§ **TASK REQUIREMENTS**
For this task, every record below must be reproduced exactly.

[Data items]
□ □ □ □ □
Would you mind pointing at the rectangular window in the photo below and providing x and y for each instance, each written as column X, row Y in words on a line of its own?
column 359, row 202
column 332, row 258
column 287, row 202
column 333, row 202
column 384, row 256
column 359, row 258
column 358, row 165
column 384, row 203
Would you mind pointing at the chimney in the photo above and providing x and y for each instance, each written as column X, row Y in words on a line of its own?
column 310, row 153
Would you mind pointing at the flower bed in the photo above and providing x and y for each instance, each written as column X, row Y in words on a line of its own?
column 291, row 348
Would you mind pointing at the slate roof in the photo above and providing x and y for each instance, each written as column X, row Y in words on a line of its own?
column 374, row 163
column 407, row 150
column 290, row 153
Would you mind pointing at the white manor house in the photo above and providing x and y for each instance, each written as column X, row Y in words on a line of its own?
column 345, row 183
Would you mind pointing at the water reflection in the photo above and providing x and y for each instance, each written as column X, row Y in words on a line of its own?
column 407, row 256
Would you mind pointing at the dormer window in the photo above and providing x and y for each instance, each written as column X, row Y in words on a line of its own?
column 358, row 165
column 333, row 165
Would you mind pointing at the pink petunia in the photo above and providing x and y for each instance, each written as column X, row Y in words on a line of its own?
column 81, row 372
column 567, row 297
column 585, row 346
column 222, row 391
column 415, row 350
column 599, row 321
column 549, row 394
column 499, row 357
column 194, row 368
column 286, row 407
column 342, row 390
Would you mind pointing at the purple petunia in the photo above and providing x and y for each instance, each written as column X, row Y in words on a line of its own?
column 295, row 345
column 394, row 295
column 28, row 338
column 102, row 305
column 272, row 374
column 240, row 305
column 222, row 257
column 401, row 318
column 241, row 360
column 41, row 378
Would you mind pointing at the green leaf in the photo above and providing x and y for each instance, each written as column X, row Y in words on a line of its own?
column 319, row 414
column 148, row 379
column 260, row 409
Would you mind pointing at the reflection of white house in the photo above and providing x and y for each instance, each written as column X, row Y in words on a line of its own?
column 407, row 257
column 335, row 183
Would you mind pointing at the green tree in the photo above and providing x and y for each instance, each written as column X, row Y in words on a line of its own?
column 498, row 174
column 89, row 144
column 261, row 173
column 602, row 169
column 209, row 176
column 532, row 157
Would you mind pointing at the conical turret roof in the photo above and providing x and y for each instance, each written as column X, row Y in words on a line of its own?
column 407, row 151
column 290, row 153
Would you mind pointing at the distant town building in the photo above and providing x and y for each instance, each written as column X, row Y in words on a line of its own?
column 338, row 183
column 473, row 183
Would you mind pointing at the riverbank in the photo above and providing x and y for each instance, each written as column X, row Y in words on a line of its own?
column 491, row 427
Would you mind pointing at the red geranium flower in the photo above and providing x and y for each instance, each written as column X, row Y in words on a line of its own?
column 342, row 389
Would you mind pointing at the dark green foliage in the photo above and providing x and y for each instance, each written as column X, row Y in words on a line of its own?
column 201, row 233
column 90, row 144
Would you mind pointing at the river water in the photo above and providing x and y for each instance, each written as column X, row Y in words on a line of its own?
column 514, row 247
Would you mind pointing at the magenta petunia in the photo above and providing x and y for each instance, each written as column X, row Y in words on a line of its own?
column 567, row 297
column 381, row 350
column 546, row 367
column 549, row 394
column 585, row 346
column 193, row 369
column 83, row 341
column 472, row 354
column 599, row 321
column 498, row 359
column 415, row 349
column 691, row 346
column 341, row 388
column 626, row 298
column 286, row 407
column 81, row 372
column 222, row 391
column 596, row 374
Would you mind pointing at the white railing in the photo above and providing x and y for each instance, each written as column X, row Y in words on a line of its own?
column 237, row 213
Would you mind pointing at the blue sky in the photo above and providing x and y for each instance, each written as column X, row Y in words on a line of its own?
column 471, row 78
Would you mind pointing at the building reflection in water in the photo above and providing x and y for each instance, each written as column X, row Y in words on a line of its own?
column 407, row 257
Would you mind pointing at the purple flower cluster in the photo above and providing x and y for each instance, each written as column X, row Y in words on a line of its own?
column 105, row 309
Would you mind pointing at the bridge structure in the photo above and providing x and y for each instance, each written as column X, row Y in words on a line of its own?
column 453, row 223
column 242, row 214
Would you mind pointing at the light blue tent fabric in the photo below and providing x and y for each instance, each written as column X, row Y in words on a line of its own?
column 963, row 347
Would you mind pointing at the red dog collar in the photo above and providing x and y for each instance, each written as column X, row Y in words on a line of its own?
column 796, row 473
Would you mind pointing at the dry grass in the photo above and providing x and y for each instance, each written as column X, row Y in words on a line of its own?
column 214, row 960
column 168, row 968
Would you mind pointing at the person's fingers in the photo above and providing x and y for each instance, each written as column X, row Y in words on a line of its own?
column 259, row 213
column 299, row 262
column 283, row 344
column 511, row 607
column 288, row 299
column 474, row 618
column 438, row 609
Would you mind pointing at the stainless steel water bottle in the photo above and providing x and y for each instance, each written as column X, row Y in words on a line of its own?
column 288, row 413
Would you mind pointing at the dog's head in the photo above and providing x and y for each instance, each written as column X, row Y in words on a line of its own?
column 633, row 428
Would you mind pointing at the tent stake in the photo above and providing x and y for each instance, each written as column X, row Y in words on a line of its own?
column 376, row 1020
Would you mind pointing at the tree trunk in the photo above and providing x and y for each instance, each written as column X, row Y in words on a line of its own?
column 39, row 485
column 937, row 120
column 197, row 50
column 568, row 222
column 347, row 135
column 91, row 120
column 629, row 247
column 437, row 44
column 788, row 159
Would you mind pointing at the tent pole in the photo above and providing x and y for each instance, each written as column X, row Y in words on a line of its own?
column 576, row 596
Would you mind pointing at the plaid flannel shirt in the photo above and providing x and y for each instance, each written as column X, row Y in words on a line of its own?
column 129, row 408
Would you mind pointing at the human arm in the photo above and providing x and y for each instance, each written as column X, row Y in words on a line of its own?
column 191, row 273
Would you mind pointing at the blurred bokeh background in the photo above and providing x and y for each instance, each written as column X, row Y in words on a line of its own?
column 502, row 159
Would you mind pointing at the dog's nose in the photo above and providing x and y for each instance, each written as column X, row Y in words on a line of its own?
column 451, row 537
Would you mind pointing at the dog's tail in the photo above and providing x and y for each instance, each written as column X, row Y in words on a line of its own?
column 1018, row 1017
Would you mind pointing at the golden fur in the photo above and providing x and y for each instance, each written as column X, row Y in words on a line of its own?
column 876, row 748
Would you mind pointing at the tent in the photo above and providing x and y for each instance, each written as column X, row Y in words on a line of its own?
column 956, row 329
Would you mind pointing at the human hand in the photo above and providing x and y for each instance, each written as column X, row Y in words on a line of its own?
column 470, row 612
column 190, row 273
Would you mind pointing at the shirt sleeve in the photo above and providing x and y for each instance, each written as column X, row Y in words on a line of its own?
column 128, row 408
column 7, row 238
□ □ □ □ □
§ **ANSWER BOX**
Would you mind pointing at the rectangular window in the photo below and providing x and y for each instance, each written as column X, row Y in words on a line of its own?
column 359, row 202
column 332, row 258
column 287, row 202
column 333, row 202
column 384, row 256
column 359, row 258
column 358, row 165
column 384, row 203
Would you mind pointing at the chimney in the photo above and providing x and y for each instance, each written as column X, row Y in words on a line of its own?
column 310, row 153
Would you mind pointing at the flower bed in the photo above and providing x and y for each instance, each written as column X, row Y in words on a line of its own?
column 291, row 348
Would you mind pointing at the slate roof in the photo above and providing x and y for each instance, each written as column X, row Y in words on a line of its own?
column 374, row 163
column 407, row 150
column 290, row 153
Would you mind pointing at the white manor house in the photo above and providing x and y for each instance, each written as column X, row Y in words on a line of its own?
column 345, row 183
Would you mind pointing at the water reflection in the photo above and providing x and y for each instance, each written as column X, row Y in words on a line of its own?
column 407, row 256
Would you mind pointing at the dormer window in the photo above and providing x and y for each instance, each written as column X, row Y in words on a line of its own?
column 358, row 165
column 333, row 165
Would you mind pointing at the pink petunia in the photo above and providing x and y for each instance, each written as column X, row Y in words on a line of its own?
column 81, row 372
column 567, row 297
column 585, row 346
column 222, row 391
column 415, row 350
column 599, row 321
column 549, row 394
column 499, row 357
column 194, row 368
column 286, row 407
column 342, row 390
Would you mind pointing at the purple petunia in the photo above and providing x and y for each instance, each written as column X, row Y in words on a line of its own?
column 295, row 345
column 394, row 295
column 28, row 338
column 102, row 305
column 272, row 374
column 240, row 305
column 222, row 257
column 401, row 318
column 241, row 360
column 41, row 378
Would you mind pointing at the green leaf in the photo above and providing x and y for each instance, each written as column X, row Y in words on a line of its own?
column 319, row 414
column 148, row 379
column 260, row 409
Would you mind pointing at the reflection of white house in the photo above and providing x and y for each instance, each written as column X, row Y in words on a line of its own?
column 407, row 257
column 335, row 183
Would you mind pointing at the green tree in the photo above and providing x and y for each instance, each written as column X, row Y in words on a line of its own?
column 498, row 174
column 89, row 144
column 261, row 173
column 602, row 169
column 209, row 176
column 532, row 157
Would you mind pointing at the conical turret roof in the photo above and providing x and y for each instance, each written as column X, row Y in words on a line of its own?
column 407, row 151
column 290, row 153
Would you mind pointing at the distant town building in the photo above and providing x and y for each instance, each written as column X, row Y in words on a line of its own?
column 338, row 183
column 473, row 183
Would you mind pointing at the riverbank in the photo above and providing x and y for each instance, each written as column X, row Y in words on a line of its own?
column 491, row 427
Would you mind pointing at the red geranium flower in the photo above and providing x and y for each instance, each written as column X, row Y in words on a line of its own?
column 342, row 389
Would you mind pointing at the dark green foliage in the photo above and providing x and y for each instance, each written as column X, row Y in words on a line of its own?
column 201, row 233
column 90, row 144
Would you mind pointing at the river water in the photo above and providing x and y for each instance, each written as column X, row Y in words on a line of its own?
column 514, row 247
Would you mind pointing at the magenta petunia in the photo above and providing x and y for each instance, each written as column X, row Y in words on a line of its own?
column 567, row 297
column 381, row 350
column 546, row 367
column 549, row 394
column 585, row 346
column 193, row 369
column 83, row 341
column 472, row 354
column 599, row 321
column 498, row 359
column 415, row 349
column 691, row 346
column 341, row 388
column 626, row 298
column 286, row 407
column 81, row 372
column 222, row 391
column 596, row 374
Would you mind pointing at the white railing in the photo above and providing x and y for each instance, each written as column X, row Y in words on a line of its own?
column 237, row 213
Would you mind pointing at the blue sky in the photo above and providing x and y for each instance, each written as column X, row Y in words on a line of its own?
column 471, row 78
Would you mind pointing at the building reflection in water in the photo above and providing x and y for each instance, each written as column X, row Y in words on a line of its own?
column 407, row 257
Would you mind pointing at the purple flower cluster in the photo above and providing x and y for each instance, each written as column X, row Y in words on a line of its own?
column 105, row 309
Would you mind pointing at the bridge structure in the photo above and providing x and y for each instance, each written as column X, row Y in words on a line of its own?
column 453, row 223
column 242, row 214
Would you mind pointing at the light blue tent fabric in the photo below and providing x and y for each instance, each written as column X, row Y in words on a line of its own?
column 963, row 347
Would you mind pointing at the red dog collar in the photo above and providing x and y for each instance, each written as column X, row Y in words on a line of its own?
column 796, row 473
Would you mind pointing at the dry grass in the photo above and providing x and y for each instance, each written as column X, row Y in words on a line of its own?
column 214, row 960
column 168, row 968
Would you mind pointing at the person's fingers in the photo above and providing x and y for each instance, each written as column X, row Y in words on a line of its own?
column 259, row 213
column 299, row 262
column 283, row 344
column 511, row 607
column 288, row 299
column 474, row 618
column 438, row 609
Would you mind pointing at the stainless steel water bottle in the photo above and providing x and y for each instance, each written as column X, row Y in words on a line of its own?
column 288, row 413
Would you mind pointing at the dog's head in the photo above and providing x and y for each instance, each written as column X, row Y in words on a line of its own?
column 633, row 428
Would you mind pointing at the tent stake in the photo above and providing x and y for each instance, each written as column X, row Y in words on a line of its own?
column 376, row 1020
Would you mind pointing at the tree trunk in the photo above and providing x and y for each instance, each written as column X, row Y in words on a line of its own?
column 39, row 485
column 937, row 120
column 197, row 50
column 568, row 222
column 347, row 135
column 91, row 120
column 629, row 247
column 437, row 44
column 788, row 159
Would you mind pointing at the tent pole in the photo above and providing x and y for each instance, each written as column X, row Y in words on a line of its own?
column 576, row 596
Would you mind pointing at the plaid flannel shirt in the photo above and providing x and y for each instance, each written as column X, row Y in words on a line of its own?
column 129, row 408
Would you mind pointing at the human arm in the photo above and providing x and y for each instance, each written as column X, row Y in words on a line of its own?
column 191, row 273
Would you mind pointing at the blurred bokeh background in the photo above and providing x and y for each instance, each written as column X, row Y in words on a line of its own?
column 502, row 159
Would you mind pointing at the dog's nose in the photo above and providing x and y for each instance, each written as column X, row Y in words on a line of its own?
column 451, row 537
Would you mind pointing at the dog's tail in the photo above and providing x and y for each instance, each written as column X, row Y in words on a line of its own?
column 1018, row 1017
Would you mind pointing at the golden fur in the photo above and providing x and y for each instance, each written as column X, row Y in words on a line of its own?
column 876, row 748
Would you mind pointing at the tent in the photo above and providing x and y for each instance, each written as column X, row Y in words on a line of its own?
column 956, row 329
Would you mind pointing at the human hand in the photo above and providing x and y for each instance, each written as column X, row Y in words on a line of its own?
column 470, row 612
column 190, row 273
Would you mind pointing at the shirt sleeve in the photo above and providing x and y for each instance, each written as column X, row Y in words on a line of its own?
column 128, row 408
column 7, row 238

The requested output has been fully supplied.